_Instructions to follow_: Copy out the entire listing below, keeping every line but leaving out the pictures. Scale only the point coordinates in the answers by 1.35, rounding each result to a whole number with halves rounded up, and leave all other numbers, including those in the format sample, as they are.

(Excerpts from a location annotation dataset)
------------------------------------------------------------------------
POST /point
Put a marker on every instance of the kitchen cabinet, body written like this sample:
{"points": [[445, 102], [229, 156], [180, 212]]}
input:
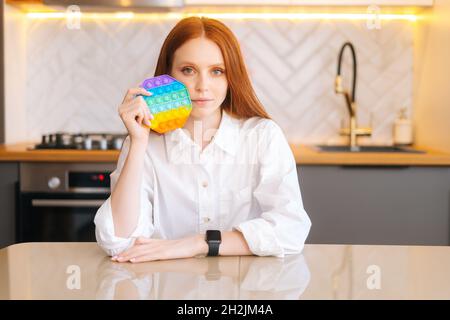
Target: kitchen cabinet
{"points": [[9, 175], [404, 205]]}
------------------------------------------------------------------------
_Correct response_:
POST /point
Put a marker on every instance of the kitchen cabinet, body written like this sample:
{"points": [[445, 102], [229, 156], [180, 212]]}
input:
Target: kitchen cabinet
{"points": [[12, 236], [545, 277]]}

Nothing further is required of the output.